- [Exercise text]
****
Jacob Sweetman: Reflections on Neukölln and Oldkölln

Where better to watch the friendly between France and Germany than in my local kebab shop. It is the place where Berlin really exists, and where the old faces still prop up their old tables.

When Kadir Nurman invented the döner kebab in Berlin in the early 1970s he was presumably just hungry. He, presumably, had some fatty meat, some veggies, a bit of sauce and a piece of bread left over. But his invention offered an extension to everyday life, to give reminiscences and arguments a place to be held outside of pubs, outside of expensive restaurants. It was to Nurman that I raised a cheap Schultheiss last night as I watched Germany beat France for the first time in years, but as I sat in the kebab shop that has been my restaurant on the corner of my street the last four or so years I slipped into a maudlin mood and raised a glass to absent friends, and to those who will not be here much longer.

It wasn’t a very exciting game it has to be said – friendlies rarely are – but the warmth of the kebab shop is always inviting. You can smoke to your lungs’ content there, putting away the beers in a small windowed extension to the corner restaurant that holds only a small bar, a metal counter and a couple of time worn fruit machines. The old guys in there are the same every day. They are my neighbours. They have cracks in their faces deeper than the Mariana Trench, they jabber and argue in voices so swollen with bass from the cigarillos and fags puffed constantly that only their friends and snakes can understand the full sentences. The pronunciation is guttural, those Gs that become Js that become Ys. The vowels are often as incomprehensible as the hacking coughs that fill the thick air.
****
- [Provided material]
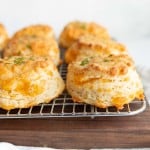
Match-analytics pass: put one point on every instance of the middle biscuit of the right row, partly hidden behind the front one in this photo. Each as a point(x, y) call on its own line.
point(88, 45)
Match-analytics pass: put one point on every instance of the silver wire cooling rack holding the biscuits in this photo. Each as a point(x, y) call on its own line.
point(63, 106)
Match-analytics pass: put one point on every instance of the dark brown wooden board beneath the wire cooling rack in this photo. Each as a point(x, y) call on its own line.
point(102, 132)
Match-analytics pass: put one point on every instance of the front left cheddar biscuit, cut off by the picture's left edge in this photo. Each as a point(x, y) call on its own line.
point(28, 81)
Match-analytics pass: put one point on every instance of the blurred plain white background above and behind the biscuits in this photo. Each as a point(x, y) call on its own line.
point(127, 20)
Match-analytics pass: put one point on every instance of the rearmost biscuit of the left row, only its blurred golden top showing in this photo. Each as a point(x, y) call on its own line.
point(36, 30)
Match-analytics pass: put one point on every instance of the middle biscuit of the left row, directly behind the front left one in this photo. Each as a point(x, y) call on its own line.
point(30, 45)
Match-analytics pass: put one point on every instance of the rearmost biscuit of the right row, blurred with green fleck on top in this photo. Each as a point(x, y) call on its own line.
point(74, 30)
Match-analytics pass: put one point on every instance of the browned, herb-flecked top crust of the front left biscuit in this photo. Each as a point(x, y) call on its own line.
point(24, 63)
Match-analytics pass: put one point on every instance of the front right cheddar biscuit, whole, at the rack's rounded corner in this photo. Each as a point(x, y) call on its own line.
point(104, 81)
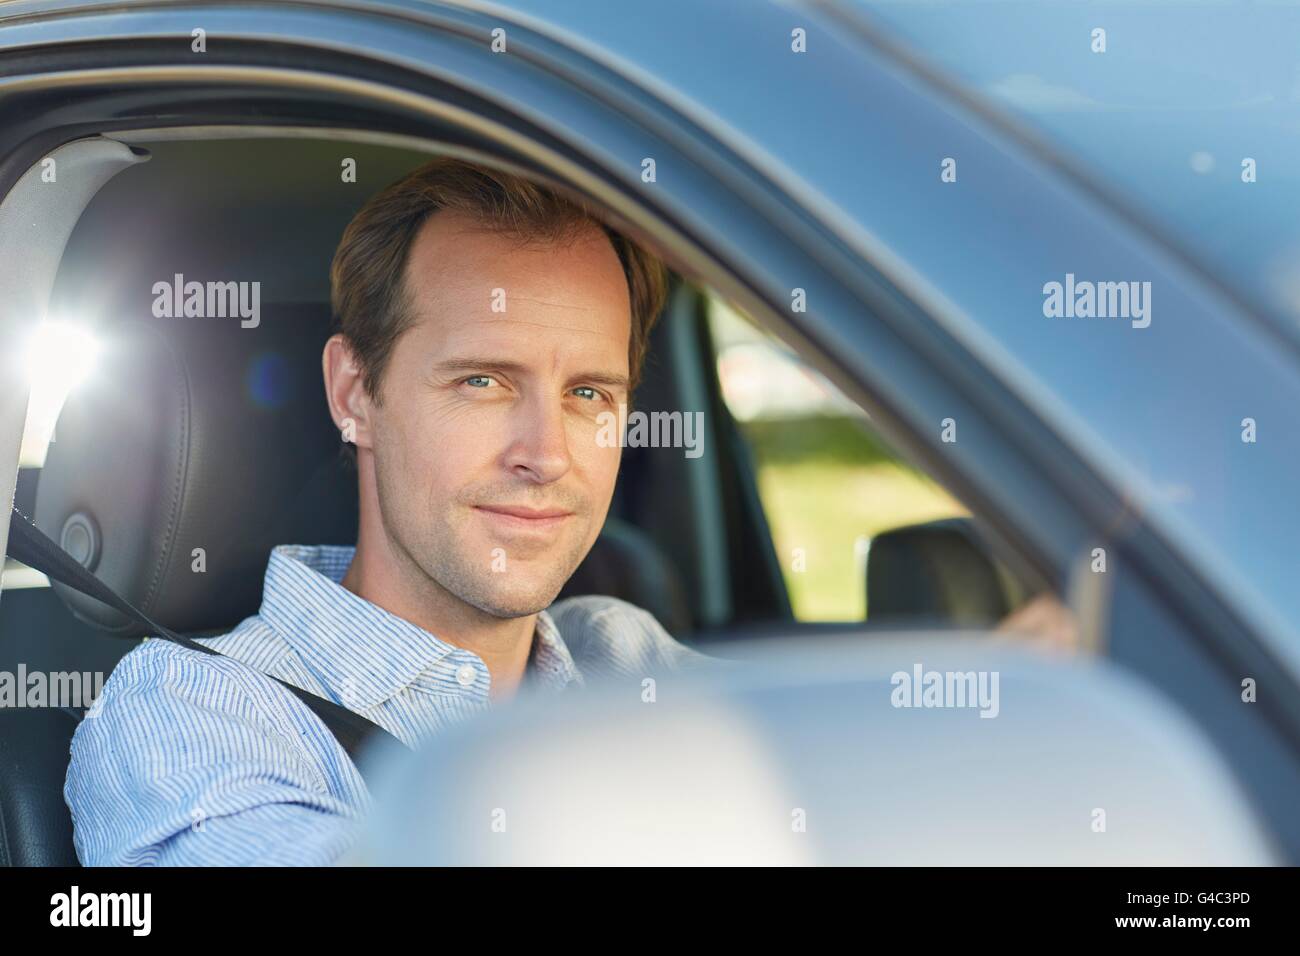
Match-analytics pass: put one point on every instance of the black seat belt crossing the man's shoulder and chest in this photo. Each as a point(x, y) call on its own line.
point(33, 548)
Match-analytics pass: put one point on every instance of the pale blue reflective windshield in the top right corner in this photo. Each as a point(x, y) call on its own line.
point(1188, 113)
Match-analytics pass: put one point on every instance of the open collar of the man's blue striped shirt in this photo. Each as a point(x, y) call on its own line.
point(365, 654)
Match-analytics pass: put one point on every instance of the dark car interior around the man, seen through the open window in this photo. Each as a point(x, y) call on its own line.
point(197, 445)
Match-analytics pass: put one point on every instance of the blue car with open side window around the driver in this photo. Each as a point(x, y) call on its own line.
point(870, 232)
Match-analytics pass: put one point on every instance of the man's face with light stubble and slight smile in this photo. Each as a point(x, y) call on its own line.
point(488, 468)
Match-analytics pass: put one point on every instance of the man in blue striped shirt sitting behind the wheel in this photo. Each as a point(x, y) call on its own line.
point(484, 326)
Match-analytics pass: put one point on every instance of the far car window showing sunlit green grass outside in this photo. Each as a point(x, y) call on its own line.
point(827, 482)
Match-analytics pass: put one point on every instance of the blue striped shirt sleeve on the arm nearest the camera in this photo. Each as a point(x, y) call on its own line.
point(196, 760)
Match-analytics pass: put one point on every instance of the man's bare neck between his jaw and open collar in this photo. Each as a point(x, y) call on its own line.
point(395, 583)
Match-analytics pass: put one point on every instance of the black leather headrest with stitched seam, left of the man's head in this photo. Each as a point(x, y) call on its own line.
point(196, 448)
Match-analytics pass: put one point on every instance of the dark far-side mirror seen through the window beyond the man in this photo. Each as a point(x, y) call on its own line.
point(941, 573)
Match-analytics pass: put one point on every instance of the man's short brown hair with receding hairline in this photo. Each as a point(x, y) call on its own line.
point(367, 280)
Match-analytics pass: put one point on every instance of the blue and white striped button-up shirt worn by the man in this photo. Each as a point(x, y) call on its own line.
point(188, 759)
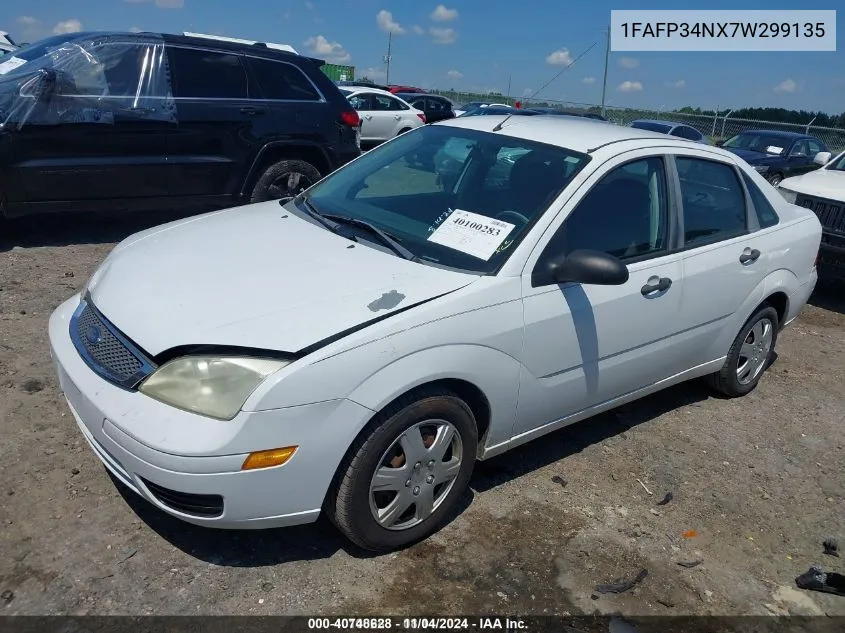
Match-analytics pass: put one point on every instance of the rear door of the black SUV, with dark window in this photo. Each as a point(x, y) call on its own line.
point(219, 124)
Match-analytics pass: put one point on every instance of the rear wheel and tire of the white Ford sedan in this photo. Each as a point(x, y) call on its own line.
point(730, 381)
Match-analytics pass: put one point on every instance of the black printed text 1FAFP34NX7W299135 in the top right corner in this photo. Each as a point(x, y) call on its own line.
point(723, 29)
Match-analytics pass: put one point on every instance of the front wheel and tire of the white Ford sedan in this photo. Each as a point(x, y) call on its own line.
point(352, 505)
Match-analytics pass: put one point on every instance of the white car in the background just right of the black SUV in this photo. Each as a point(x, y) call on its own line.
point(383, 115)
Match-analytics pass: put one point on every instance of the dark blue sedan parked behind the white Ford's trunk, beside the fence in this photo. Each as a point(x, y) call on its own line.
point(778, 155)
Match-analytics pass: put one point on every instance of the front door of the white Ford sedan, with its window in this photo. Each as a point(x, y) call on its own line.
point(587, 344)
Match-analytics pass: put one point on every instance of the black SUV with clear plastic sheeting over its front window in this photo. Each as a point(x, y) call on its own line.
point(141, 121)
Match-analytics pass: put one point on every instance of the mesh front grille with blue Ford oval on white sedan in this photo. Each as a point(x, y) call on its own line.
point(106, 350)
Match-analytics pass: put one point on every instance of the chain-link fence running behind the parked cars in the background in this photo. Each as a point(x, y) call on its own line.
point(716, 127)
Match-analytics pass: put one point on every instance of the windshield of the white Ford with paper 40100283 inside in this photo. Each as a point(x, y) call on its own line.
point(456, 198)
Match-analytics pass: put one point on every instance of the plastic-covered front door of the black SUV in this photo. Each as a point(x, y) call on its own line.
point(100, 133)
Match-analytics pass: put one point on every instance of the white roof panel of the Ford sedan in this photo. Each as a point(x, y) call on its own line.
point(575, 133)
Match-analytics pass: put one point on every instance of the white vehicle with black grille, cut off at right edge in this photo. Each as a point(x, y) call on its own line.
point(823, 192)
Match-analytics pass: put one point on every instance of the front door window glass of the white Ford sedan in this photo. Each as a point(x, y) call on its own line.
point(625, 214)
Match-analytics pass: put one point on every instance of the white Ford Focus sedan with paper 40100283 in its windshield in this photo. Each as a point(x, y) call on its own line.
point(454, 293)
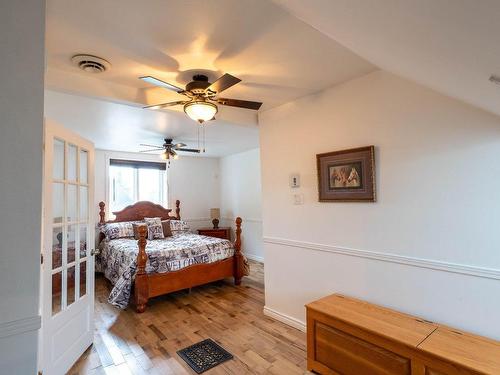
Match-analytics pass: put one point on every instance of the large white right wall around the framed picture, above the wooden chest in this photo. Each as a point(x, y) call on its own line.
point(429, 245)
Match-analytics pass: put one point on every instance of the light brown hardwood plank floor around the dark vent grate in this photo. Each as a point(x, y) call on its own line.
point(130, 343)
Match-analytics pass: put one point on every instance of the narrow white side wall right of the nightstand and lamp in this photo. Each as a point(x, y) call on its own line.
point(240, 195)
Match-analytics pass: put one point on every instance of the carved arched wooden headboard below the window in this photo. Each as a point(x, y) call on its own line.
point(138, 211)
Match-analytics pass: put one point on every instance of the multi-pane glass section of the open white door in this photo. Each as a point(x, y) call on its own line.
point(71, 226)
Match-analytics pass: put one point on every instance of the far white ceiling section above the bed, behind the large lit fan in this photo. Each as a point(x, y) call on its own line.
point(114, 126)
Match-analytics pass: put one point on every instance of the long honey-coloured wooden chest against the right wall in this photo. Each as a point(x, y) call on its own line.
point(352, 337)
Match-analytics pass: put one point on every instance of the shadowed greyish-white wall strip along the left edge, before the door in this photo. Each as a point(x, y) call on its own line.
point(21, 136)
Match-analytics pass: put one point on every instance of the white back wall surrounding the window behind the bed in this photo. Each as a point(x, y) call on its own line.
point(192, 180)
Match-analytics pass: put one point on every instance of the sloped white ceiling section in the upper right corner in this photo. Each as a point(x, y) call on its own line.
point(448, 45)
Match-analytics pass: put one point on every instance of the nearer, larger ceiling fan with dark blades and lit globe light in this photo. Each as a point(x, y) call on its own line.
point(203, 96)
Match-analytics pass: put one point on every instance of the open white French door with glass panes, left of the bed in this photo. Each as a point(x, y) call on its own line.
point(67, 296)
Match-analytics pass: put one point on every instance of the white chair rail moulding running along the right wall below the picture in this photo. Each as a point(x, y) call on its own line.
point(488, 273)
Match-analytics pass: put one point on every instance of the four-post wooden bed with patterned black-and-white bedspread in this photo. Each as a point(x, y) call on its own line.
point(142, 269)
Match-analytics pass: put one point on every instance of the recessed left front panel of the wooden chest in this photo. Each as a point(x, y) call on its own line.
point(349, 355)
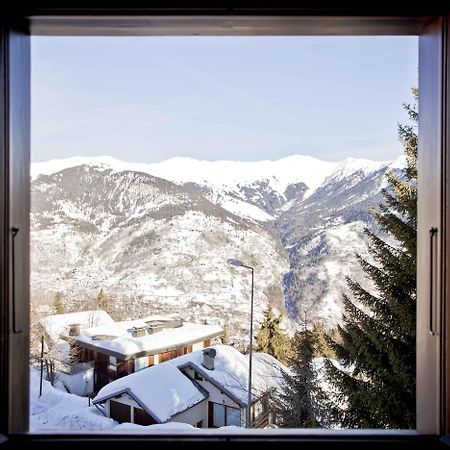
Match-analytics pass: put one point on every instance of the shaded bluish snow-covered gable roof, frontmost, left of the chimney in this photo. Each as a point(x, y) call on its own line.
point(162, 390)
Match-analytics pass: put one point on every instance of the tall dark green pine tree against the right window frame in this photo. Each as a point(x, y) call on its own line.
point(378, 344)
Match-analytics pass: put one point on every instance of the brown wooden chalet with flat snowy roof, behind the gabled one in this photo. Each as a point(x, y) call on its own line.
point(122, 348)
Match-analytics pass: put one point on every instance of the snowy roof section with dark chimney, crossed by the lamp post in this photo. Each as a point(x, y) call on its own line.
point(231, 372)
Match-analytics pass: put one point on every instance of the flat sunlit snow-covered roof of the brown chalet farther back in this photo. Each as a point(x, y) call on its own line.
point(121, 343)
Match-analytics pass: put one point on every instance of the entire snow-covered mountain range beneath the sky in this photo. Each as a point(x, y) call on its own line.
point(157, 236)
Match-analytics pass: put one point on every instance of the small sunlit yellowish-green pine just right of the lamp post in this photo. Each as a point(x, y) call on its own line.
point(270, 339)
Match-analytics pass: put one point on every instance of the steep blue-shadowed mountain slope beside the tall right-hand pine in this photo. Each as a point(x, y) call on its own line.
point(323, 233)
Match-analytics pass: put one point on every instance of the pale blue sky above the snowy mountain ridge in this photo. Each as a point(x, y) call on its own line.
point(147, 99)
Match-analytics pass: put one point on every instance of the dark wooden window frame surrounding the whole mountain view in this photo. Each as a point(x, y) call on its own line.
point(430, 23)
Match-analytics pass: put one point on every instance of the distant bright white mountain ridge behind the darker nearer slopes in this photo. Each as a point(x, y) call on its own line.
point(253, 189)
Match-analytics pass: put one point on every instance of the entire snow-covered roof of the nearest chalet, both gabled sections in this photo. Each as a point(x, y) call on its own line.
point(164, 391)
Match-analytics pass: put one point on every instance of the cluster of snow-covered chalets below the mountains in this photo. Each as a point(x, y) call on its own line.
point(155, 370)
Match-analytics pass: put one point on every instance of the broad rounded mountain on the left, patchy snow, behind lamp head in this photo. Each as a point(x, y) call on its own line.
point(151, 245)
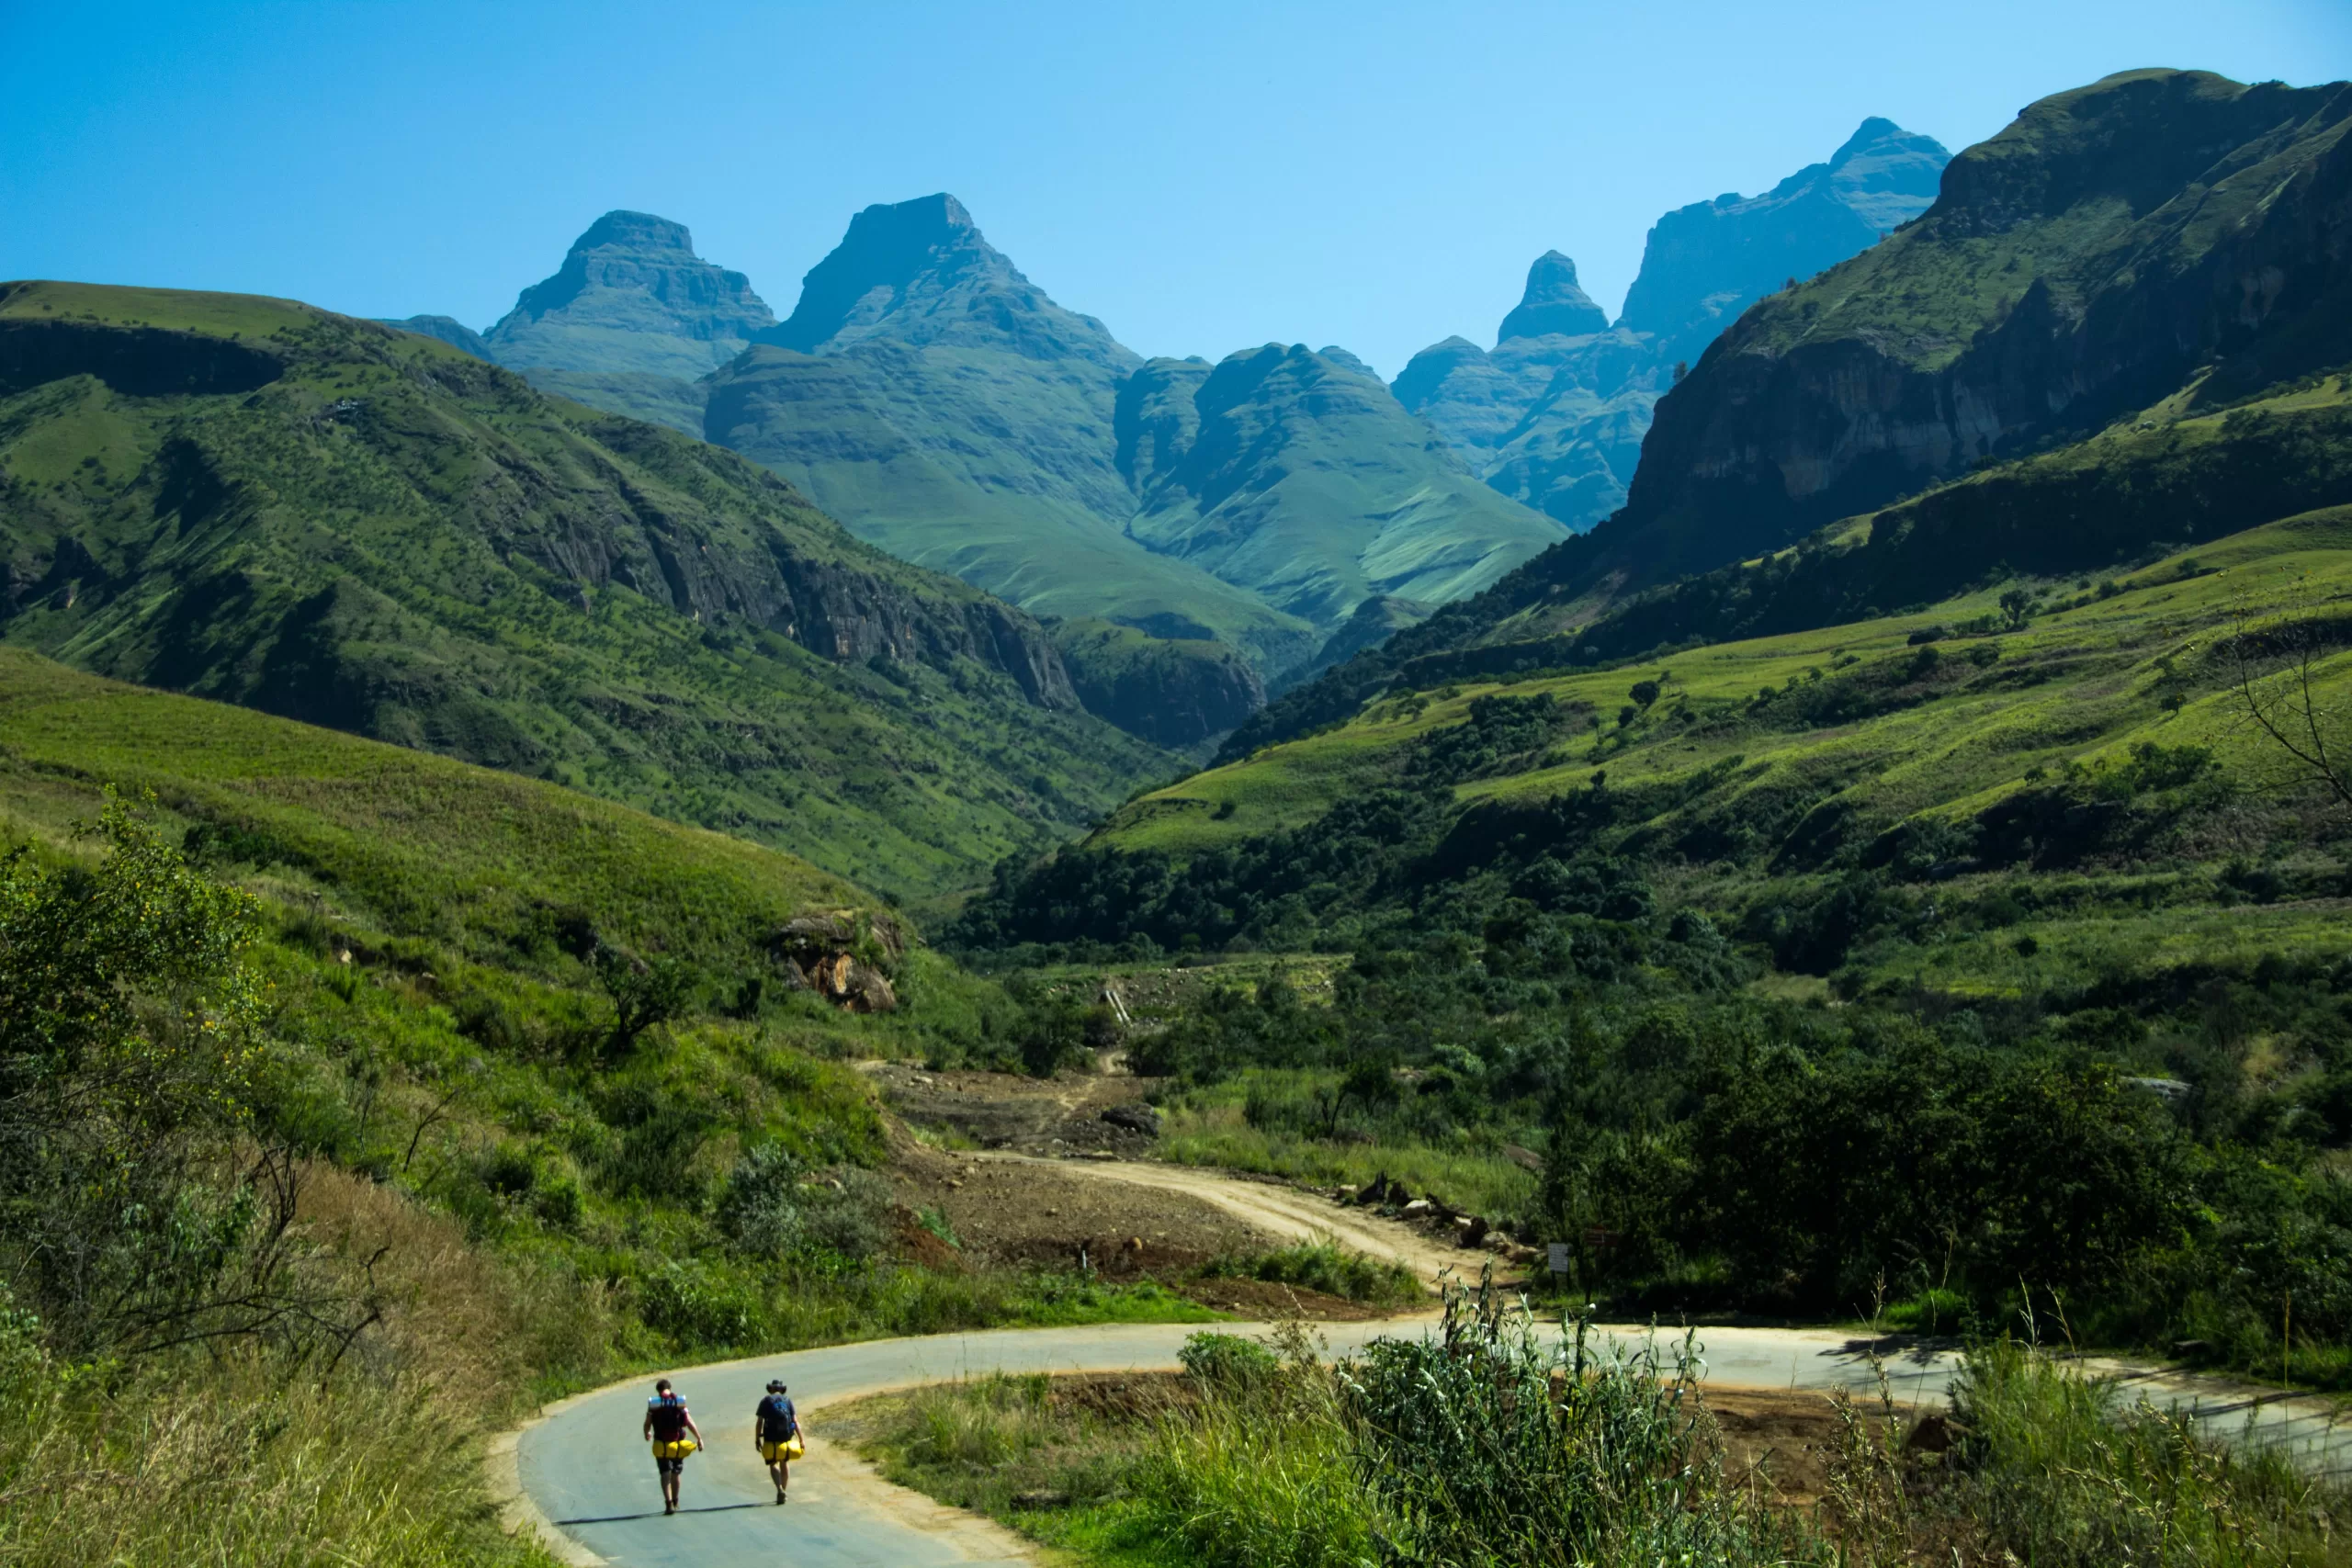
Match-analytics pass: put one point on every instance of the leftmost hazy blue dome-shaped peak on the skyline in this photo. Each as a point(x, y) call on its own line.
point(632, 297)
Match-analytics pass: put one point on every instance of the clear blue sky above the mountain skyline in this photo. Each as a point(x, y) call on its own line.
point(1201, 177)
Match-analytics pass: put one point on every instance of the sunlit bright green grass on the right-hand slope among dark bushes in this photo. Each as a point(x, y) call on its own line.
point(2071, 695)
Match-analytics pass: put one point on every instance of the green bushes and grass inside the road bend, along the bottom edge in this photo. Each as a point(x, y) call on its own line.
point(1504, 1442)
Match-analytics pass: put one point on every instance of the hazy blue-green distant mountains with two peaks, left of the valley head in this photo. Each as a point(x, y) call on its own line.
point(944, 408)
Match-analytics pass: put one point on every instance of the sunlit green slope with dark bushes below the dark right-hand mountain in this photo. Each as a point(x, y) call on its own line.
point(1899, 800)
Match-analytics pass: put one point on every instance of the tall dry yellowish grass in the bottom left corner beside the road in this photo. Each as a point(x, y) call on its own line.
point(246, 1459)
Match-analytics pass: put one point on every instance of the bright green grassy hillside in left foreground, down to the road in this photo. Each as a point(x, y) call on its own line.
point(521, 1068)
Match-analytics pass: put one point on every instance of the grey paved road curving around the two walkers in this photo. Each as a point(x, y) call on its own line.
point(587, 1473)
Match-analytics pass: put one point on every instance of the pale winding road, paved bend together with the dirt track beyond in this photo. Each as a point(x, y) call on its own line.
****
- [Required actions]
1. List the foods that, according to the kebab shop text, Kadir Nurman presumably had left over.
2. Print the part of the kebab shop text that opens with the words containing "When Kadir Nurman" and closes with "here much longer.".

- [Answer set]
1.
- Some fatty meat
- Some veggies
- A bit of sauce
- A piece of bread

2.
When Kadir Nurman invented the döner kebab in Berlin in the early 1970s he was presumably just hungry. He, presumably, had some fatty meat, some veggies, a bit of sauce and a piece of bread left over. But his invention offered an extension to everyday life, to give reminiscences and arguments a place to be held outside of pubs, outside of expensive restaurants. It was to Nurman that I raised a cheap Schultheiss last night as I watched Germany beat France for the first time in years, but as I sat in the kebab shop that has been my restaurant on the corner of my street the last four or so years I slipped into a maudlin mood and raised a glass to absent friends, and to those who will not be here much longer.